• TEXT PROVIDED:
»»
The Joys Of Minimalism

Relevant wiki: Hessian Matrix

The function is : $\large f_a(x,y)=ax^2+4ay^2+20xy+3x+6y+7$

Finding the first partial derivatives gives us : $\begin{cases} 2ax+20y+3=0 \\ 8ay+20x+6 = 0 \end{cases}$

Taking the Hessian we see,

$\Delta^2f_a(x,y) = \begin{pmatrix} 2a & 20 \\ 20 & 8a \end{pmatrix}$

For attaining a global minima it must be Positive Semi-Definite which implies in turn $f$ should be convex throughout the domain.

The principal minors must be non-negative , $16a^2-400\ge 0$ & $2a,8a\ge 0$ . We get on solving $a\ge 5$

$\begin{cases} \text{For a=5, } f_{5}(x,y)=(x+2y)(5x+10y+3)+7 \\ \text{For a>5, }f_{a}(x,y)\text{ is continously increasing for all positive a} \end{cases}$

There are critical points in this case as the coefficient vector of the linear terms $[3,6]^T$ is in the range of the Hessian. So $a=5$ gives local as well as global minimum for the function as the function $f$ is convex & it's Hessian is positive semi-definite.

We have: $\begin{aligned} f_a(x,y)&=5x^2+20xy+20y^2+3(x+2y)+7+(a-5)(x^2+4y^2)\\ &=5(x+2y)^2+3(x+2y)+7+(a-5)(x^2+4y^2)\\ &=5\left(x+2y+\dfrac{3}{10}\right)^2+\dfrac{131}{20}+(a-5)(x^2+4y^2) \end{aligned}$

If $a<5$ , we can choose $y=k; x=-2k-\dfrac{3}{10}$ and $k\to+\infty$ .

This implies $f_a(x,y)=(a-5)\left(\left(2k+\dfrac{3}{10}\right)^2+4k^2\right)\to +\infty$ when $k\to+\infty$

If $a=5$ , we get $f_a(x,y)=5\left(x+2y+\dfrac{3}{10}\right)^2+\dfrac{131}{20}\ge\dfrac{131}{20}$

The equality holds when $x+2y+\dfrac{3}{10}=0$ .

So $\boxed{a=5}$ is the smallest value satisfied.

We first prove that $a> 0$ : Suppose otherwise, that is suppose there exists a minimum value when $a\leq 0$ , then setting $y=0$ shows that $f_a(x,0) = ax^2 + 3x+7$ is either a straight line or a parabola that concave downwards. Either way, neither them has a minimum value. Thus, $a> 0$ must be true.
««
• STATED TASK 1: In the minimalism solution, what property must the Hessian have for a global minimum to be attained?
• STATED TASK 2: Translate this sentence from the minimalism solution into Spanish: "Either way, neither them has a minimum value."
• STATED TASK 3: Continue the minimalism solution after its final sentence.

• DATA ROWS:
»»
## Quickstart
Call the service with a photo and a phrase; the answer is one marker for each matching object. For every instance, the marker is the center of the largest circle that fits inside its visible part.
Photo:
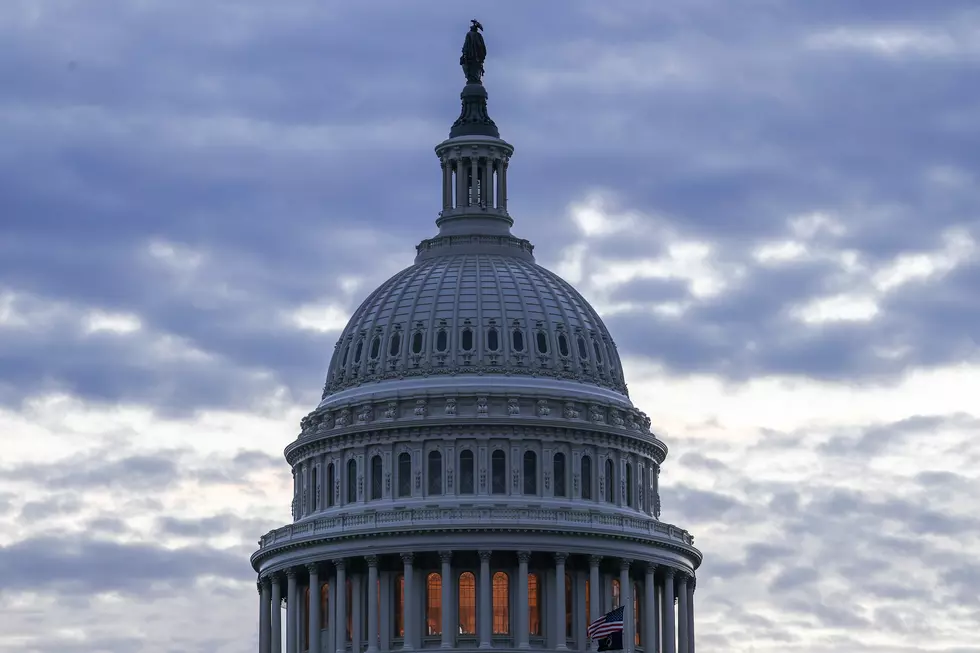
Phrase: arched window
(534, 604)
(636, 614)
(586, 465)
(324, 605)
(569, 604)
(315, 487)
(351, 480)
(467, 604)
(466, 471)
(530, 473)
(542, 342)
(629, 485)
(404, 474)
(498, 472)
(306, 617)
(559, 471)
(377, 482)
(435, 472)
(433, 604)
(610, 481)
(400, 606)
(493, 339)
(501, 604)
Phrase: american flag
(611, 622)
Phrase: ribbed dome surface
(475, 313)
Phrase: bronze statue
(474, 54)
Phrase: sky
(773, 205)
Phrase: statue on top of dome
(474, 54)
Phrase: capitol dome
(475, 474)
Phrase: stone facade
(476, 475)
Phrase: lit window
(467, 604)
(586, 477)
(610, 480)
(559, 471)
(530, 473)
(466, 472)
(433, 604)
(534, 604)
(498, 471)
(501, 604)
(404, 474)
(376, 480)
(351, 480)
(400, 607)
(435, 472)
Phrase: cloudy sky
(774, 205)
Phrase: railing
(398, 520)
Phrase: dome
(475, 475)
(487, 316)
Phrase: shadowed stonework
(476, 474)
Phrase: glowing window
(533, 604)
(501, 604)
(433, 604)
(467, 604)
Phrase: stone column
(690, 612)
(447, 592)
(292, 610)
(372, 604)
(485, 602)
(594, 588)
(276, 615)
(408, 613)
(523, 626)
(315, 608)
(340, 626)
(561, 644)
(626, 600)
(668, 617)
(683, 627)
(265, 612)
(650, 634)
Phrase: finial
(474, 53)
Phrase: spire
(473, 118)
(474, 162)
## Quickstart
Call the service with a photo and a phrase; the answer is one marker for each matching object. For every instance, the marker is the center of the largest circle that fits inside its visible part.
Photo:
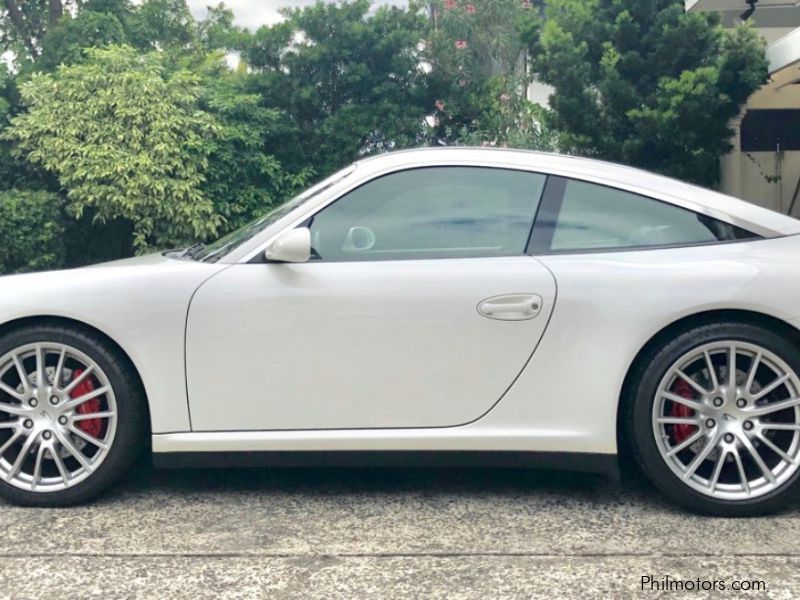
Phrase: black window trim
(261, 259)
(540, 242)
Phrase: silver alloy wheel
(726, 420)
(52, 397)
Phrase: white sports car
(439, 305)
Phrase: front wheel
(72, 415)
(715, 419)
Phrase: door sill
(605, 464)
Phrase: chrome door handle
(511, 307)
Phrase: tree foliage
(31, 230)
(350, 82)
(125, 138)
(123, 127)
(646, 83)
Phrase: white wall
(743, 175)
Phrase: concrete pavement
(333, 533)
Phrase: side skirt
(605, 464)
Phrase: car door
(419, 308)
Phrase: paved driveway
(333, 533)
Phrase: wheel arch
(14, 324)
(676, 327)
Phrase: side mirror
««
• FINAL ANSWER 1: It must be positive semi-definite.

• FINAL ANSWER 2: En cualquier caso, ninguno de ellos tiene un valor mínimo.

• FINAL ANSWER 3:
We can rewrite the matrix of the quadratic part of $f_a(x,y)$ as

$A_a = \begin{bmatrix}{a} && {10} \\ {10} && {4a}\end{bmatrix}$

By Cayley-Hamilton theorem , the eigenvalues of $A_a$ satisfy the equation $| \lambda I_2 - A | = 0$ , or equivalently,

$0 = \begin{vmatrix}{\lambda - a} && {-10} \\ {-10} && {\lambda - 4a}\end{vmatrix} \quad \Leftrightarrow \quad 0= (\lambda - a)(\lambda - 4a)-100 \quad \Leftrightarrow \quad 0 = \lambda^2 + \lambda(-5a) + (4a^2-100) \; .$

Applying the quadratic formula , we can solve for $\lambda$ to get $\lambda = \dfrac{5a\pm \sqrt{9a^2+400}}2$ .

The necessary requirement for the function $f_a(x,y)$ to have a minimum value, is to have all its eigenvalues to be strictly non-negative.

Let $\lambda _1 < \lambda_2$ denote these two eigenvalues. Because we have shown that $a> 0$ , then $\lambda_2\geq 0$ . We are left to determine the range of $a$ such that $\lambda_1 \geq 0$ as well. So,

$\dfrac{5a - \sqrt{9a^2+400}}2 \geq 0 \quad \Leftrightarrow \quad (25a)^2 \geq 9a^2 + 400 \quad \Leftrightarrow \quad a \geq 5 \; .$

Thus, we know that there is a minimum value when $a>5$ . What's left to prove is to determine whether $a=5$ gives a minimum $f_a(x,y)$ :

$f_5(x,y) = 5x^2 + 20y^2 + 20xy + 3x+6y + 7 \; .$

We then find the kernel of this quadratic form:

$\left [ \begin{array} { c c | c} 5 & 10 & 0 \\ 10 & 20 & 0 \end{array}\right ] \stackrel{R_2\to R_2 - 2R_1}{\huge \longrightarrow}\left [ \begin{array} { c c | c} 5 & 10 & 0 \\ 0 & 0 & 0 \end{array}\right ] \quad \Leftrightarrow \quad (x,y) = (-2t,t), t \in \mathbb R \; .$

Now $f_5(-2t,t) = 7$ , showing that $f_5(x,y)$ has a minimum value. And we're done! We successfully proved that $f_a(x,y)$ has a minimum value when $a\geq \boxed5$ .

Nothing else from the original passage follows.